#### Extracted information

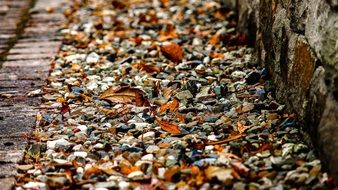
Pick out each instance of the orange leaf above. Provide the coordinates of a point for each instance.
(173, 52)
(92, 170)
(149, 68)
(180, 118)
(231, 138)
(124, 95)
(172, 106)
(241, 128)
(170, 173)
(216, 55)
(171, 128)
(214, 39)
(240, 168)
(167, 33)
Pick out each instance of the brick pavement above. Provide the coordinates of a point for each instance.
(28, 43)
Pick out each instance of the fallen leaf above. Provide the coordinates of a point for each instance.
(90, 171)
(75, 67)
(231, 138)
(124, 95)
(167, 33)
(171, 172)
(173, 52)
(180, 118)
(149, 68)
(241, 128)
(221, 174)
(171, 106)
(138, 40)
(240, 168)
(214, 39)
(171, 128)
(167, 92)
(216, 55)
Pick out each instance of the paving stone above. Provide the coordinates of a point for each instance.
(8, 170)
(13, 156)
(16, 124)
(7, 183)
(29, 56)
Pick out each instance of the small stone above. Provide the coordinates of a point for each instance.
(60, 143)
(92, 58)
(152, 149)
(247, 107)
(24, 167)
(34, 185)
(77, 147)
(98, 146)
(148, 157)
(57, 182)
(81, 154)
(184, 95)
(148, 136)
(253, 78)
(238, 74)
(136, 175)
(223, 175)
(82, 128)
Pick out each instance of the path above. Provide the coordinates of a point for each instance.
(151, 94)
(28, 43)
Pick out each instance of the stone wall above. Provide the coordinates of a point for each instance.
(297, 40)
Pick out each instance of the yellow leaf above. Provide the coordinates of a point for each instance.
(124, 95)
(171, 128)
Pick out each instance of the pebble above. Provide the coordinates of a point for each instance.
(148, 157)
(136, 175)
(152, 149)
(81, 154)
(92, 57)
(122, 144)
(35, 185)
(59, 143)
(184, 95)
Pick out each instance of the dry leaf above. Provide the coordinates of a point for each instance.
(241, 128)
(149, 68)
(75, 67)
(240, 168)
(167, 92)
(216, 55)
(173, 52)
(124, 95)
(171, 128)
(167, 33)
(90, 171)
(231, 138)
(180, 118)
(214, 39)
(170, 172)
(171, 106)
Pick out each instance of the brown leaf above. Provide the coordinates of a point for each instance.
(171, 128)
(180, 118)
(216, 55)
(214, 39)
(90, 171)
(240, 168)
(149, 68)
(172, 106)
(241, 128)
(124, 95)
(231, 138)
(170, 173)
(167, 33)
(173, 52)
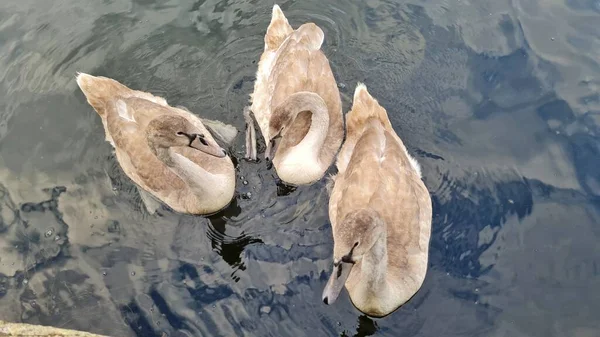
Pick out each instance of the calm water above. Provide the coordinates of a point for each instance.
(498, 99)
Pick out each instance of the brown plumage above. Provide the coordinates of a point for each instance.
(380, 212)
(166, 151)
(296, 103)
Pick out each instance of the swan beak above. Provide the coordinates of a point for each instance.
(337, 280)
(201, 143)
(272, 146)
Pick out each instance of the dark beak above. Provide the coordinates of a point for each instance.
(337, 280)
(201, 143)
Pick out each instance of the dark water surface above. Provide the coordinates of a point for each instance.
(498, 99)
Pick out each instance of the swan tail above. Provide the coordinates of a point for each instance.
(364, 109)
(101, 91)
(279, 29)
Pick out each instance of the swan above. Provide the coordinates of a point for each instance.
(167, 151)
(380, 213)
(296, 103)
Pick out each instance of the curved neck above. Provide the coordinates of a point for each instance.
(314, 139)
(202, 183)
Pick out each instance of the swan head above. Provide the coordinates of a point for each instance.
(354, 237)
(171, 131)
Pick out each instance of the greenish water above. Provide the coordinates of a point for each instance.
(499, 101)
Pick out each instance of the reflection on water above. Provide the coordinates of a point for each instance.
(499, 101)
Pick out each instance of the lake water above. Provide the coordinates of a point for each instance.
(499, 100)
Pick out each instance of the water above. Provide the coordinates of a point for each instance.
(498, 100)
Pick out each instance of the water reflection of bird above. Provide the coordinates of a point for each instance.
(167, 151)
(296, 103)
(380, 212)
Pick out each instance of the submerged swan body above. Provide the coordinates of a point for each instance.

#### Work instructions
Return all of the records above verbatim, leaving out the pictures.

#### Written solution
Pick out each instance of the orange leaf above. Provide the coordinates of a point for each instance.
(173, 52)
(92, 170)
(149, 68)
(180, 118)
(231, 138)
(124, 95)
(172, 106)
(241, 128)
(170, 173)
(216, 55)
(171, 128)
(214, 39)
(240, 168)
(167, 33)
Pick out each instance of the brick pavement above. Provide the coordinates of a point for each instance.
(28, 43)
Pick out each instance of the fallen leaf above. Provide the coordinates of a point for each instance.
(90, 171)
(75, 67)
(231, 138)
(124, 95)
(167, 33)
(171, 172)
(173, 52)
(180, 118)
(149, 68)
(241, 128)
(221, 174)
(171, 106)
(138, 40)
(240, 168)
(214, 39)
(171, 128)
(167, 92)
(216, 55)
Pick out each instance of the paving stone above. Provide the coordinates of a point for each instance.
(8, 170)
(13, 156)
(16, 124)
(7, 183)
(29, 56)
Pick out each instance of the small stone above. Provide the coordinates of a point for each instance.
(60, 143)
(92, 58)
(152, 149)
(247, 107)
(24, 167)
(34, 185)
(77, 147)
(98, 146)
(148, 157)
(57, 182)
(81, 154)
(184, 95)
(148, 136)
(253, 78)
(238, 74)
(136, 175)
(223, 175)
(82, 128)
Pick out each instance of the path above. Provide the coordinates of a point for each instance.
(151, 94)
(28, 43)
Pick out each instance of the stone wall above. Provide the coordinates of a point for each instance.
(297, 40)
Pick out each instance of the yellow leaf above. Provide the coordinates of a point for each instance.
(124, 95)
(171, 128)
Pick out each instance of the pebble above. Provide the coordinates of a point for each instance.
(148, 157)
(136, 175)
(152, 149)
(81, 154)
(92, 57)
(122, 144)
(35, 185)
(59, 143)
(184, 95)
Pick out each instance of the dry leaf above. Provide the coordinates of a point for each instance.
(241, 128)
(149, 68)
(75, 67)
(240, 168)
(167, 92)
(216, 55)
(173, 52)
(124, 95)
(171, 128)
(167, 33)
(90, 171)
(231, 138)
(180, 118)
(214, 39)
(170, 172)
(171, 106)
Pick out each instance of the brown leaf above. Provide the coordinates of a point for each instance.
(171, 128)
(180, 118)
(216, 55)
(214, 39)
(90, 171)
(240, 168)
(149, 68)
(172, 106)
(241, 128)
(124, 95)
(231, 138)
(170, 173)
(167, 33)
(173, 52)
Pick out each instance of the calm water above. Provide the coordinates of a point for each instance.
(498, 99)
Pick out each instance of the brown plumage above. Provide the coordinates of a point for each instance.
(380, 212)
(166, 151)
(296, 103)
Pick out each instance of the swan beak above. Provide the coordinates of a point for each instance.
(337, 280)
(201, 143)
(272, 146)
Pick out each instance of the dark beak above. Provide the coordinates of a point for each instance.
(337, 280)
(201, 143)
Pick out each instance of the dark water surface above. Provide the coordinates of a point for each instance.
(498, 99)
Pick out each instance of the swan tail above. Provide the coordinates of a point for each instance.
(364, 109)
(101, 91)
(279, 29)
Pick out each instance of the swan above. Provide the coordinates of a point for each instance.
(167, 151)
(380, 213)
(296, 103)
Pick out each instance of the curved neck above. Provide the coordinates of a point for each instance.
(314, 139)
(202, 183)
Pick out each instance of the swan head above. Provide the coordinates of a point for each instance.
(354, 237)
(171, 131)
Pick out each instance of the greenish water above. Provide the coordinates of a point for each instance.
(499, 101)
Pick out each instance of the reflection on water above. Provide the coordinates of a point for each instance.
(499, 101)
Pick out each instance of the lake water above. Provide the coordinates of a point for each instance.
(499, 100)
Pick out each instance of the water above. Provide the coordinates of a point for each instance.
(498, 100)
Pick out each instance of the water reflection of bird above. Provide the coordinates of a point for each instance.
(167, 151)
(296, 103)
(380, 212)
Pick out each instance of the submerged swan body above. Provide the coordinates of a point for each instance.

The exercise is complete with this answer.